Markets ended marginally lower on Thursday following the expiry on July derivative contracts weighed down by selling pressure in index heavyweights.
The 30-share Sensex ended at 16,640 down 206 points or 1.22% and the 50-share Nifty ended at 5,043 down by 67 points or 1.30%. The Sensex and the Nifty reached an intra-day low of 16,598 levels and 5,032 mark, respectively.
On the global front, Japan's Nikkei share average wrestled back almost 1 percent on Thursday, lifting off a seven-week low as investors picked up stocks on better-than-expected earnings, but the rebound was seen as limited because of concerns over global demand. Short-covering lent temporary support for battered stocks, while strong earnings for a few U.S. firms boosted Japanese companies in the same sectors.

* [Data]:
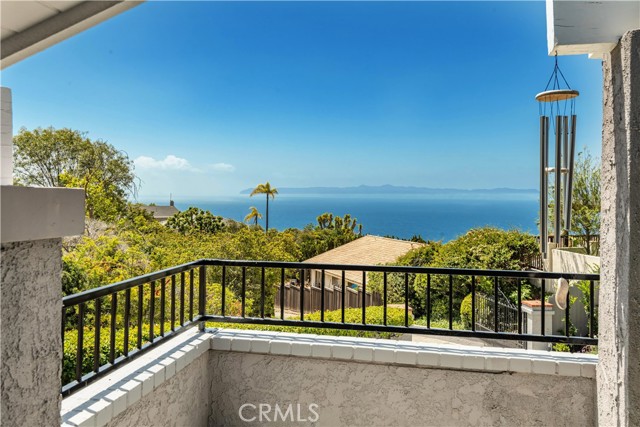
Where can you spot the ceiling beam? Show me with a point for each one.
(58, 28)
(576, 27)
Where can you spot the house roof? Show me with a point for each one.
(160, 212)
(367, 250)
(31, 26)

* [Written request]: Summarize the market report in two sentences. The listing is separate material, apart from the market report.

* [Full solution]: Markets closed marginally lower on Thursday after July derivative contracts expired, as selling pressure in index heavyweights left the Sensex down 206 points (1.22%) at 16,640 and the Nifty down 67 points (1.30%) at 5,043. Japan's Nikkei regained almost 1 percent from a seven-week low on better-than-expected earnings, though concerns over global demand were seen as limiting the rebound.